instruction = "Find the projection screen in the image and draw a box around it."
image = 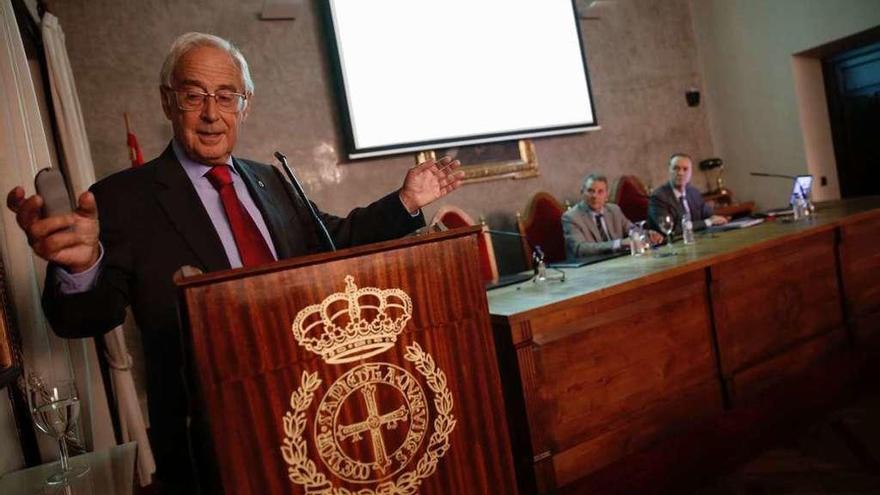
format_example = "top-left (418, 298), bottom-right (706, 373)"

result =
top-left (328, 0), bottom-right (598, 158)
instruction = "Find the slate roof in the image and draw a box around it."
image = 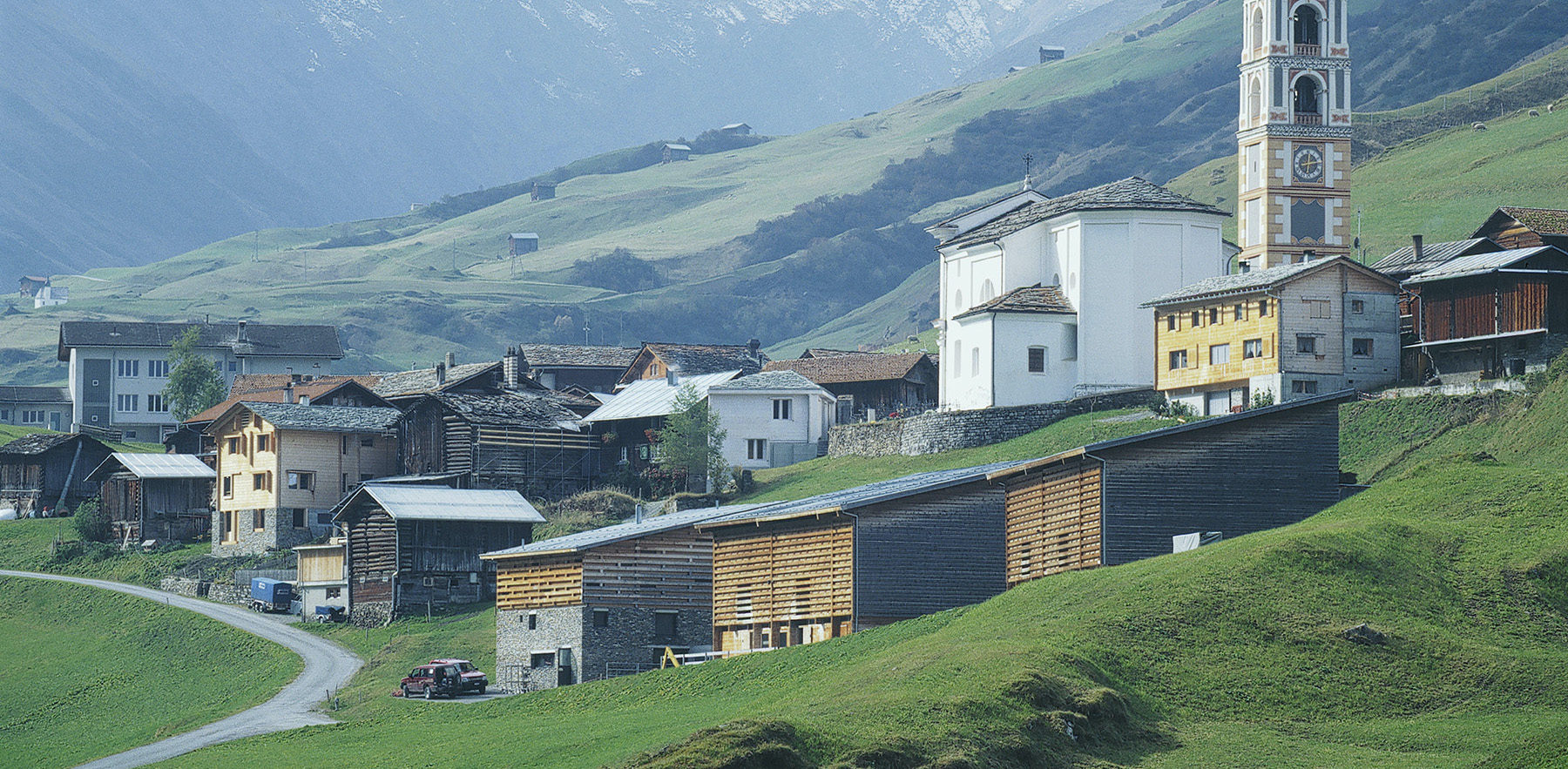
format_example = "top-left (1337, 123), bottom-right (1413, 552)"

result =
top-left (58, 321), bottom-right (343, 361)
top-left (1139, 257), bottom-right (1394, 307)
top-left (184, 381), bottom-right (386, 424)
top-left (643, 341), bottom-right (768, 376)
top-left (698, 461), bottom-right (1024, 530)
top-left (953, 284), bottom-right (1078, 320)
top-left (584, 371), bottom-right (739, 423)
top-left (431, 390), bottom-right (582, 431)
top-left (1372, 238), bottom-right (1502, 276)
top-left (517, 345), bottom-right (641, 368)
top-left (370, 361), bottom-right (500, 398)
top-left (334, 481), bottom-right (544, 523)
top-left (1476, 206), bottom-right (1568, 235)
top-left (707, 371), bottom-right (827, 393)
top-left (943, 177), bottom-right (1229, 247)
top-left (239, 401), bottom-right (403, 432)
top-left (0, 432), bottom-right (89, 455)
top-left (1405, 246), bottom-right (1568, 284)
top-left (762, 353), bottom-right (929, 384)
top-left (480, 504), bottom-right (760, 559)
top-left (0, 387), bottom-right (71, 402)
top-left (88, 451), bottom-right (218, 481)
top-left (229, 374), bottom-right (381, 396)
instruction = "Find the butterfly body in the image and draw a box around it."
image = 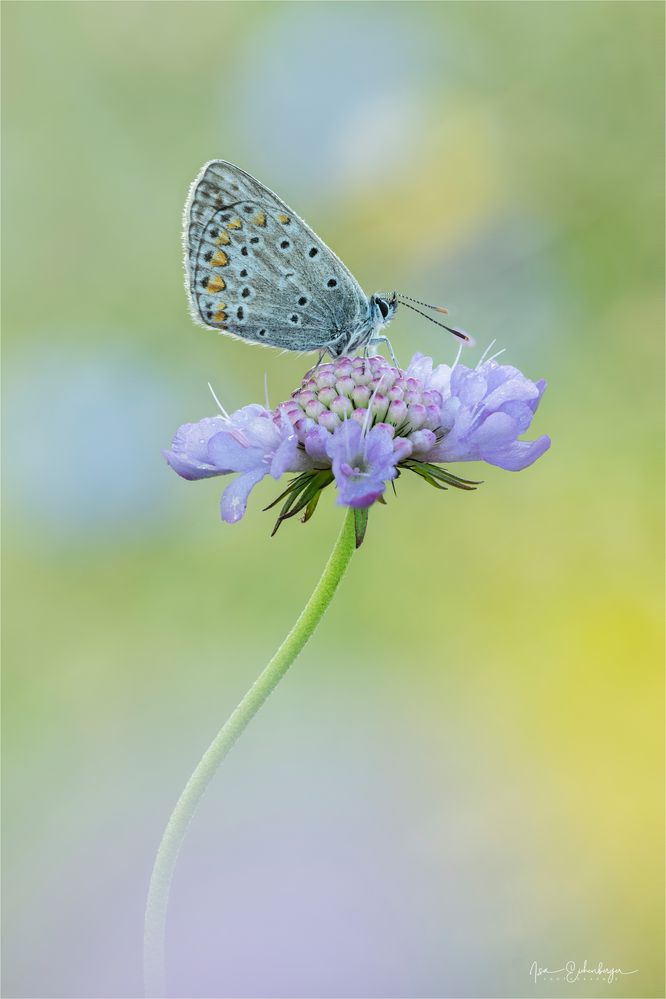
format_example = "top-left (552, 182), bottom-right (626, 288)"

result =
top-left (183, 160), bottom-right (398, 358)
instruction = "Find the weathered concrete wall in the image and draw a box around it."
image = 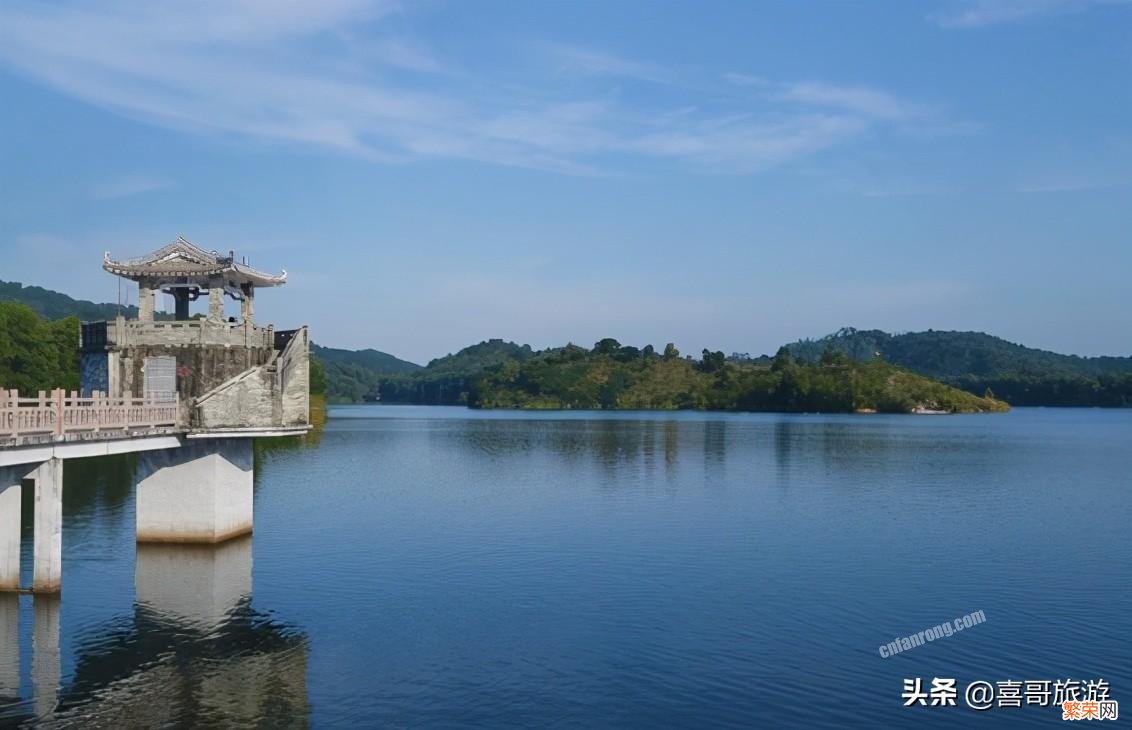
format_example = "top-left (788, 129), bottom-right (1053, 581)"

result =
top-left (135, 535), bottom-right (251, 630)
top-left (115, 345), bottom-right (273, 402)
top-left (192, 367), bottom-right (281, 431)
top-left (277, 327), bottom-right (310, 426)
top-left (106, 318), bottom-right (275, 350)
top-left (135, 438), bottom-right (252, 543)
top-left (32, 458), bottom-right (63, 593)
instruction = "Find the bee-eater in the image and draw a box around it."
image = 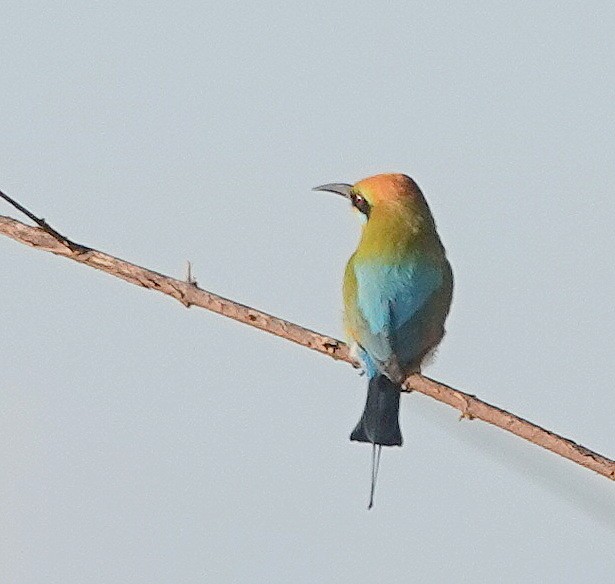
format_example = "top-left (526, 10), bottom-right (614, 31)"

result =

===

### What to do
Please retype the entries word for word, starting at the very beginning and ending at the line that contains "top-left (328, 0), bottom-right (598, 158)", with both of those lines included. Leave the pictures out of your answer.

### The output
instruction = "Find the projection screen in the image and draw a box around it."
image = 
format_example = "top-left (418, 298), bottom-right (706, 373)"

result =
top-left (328, 0), bottom-right (598, 158)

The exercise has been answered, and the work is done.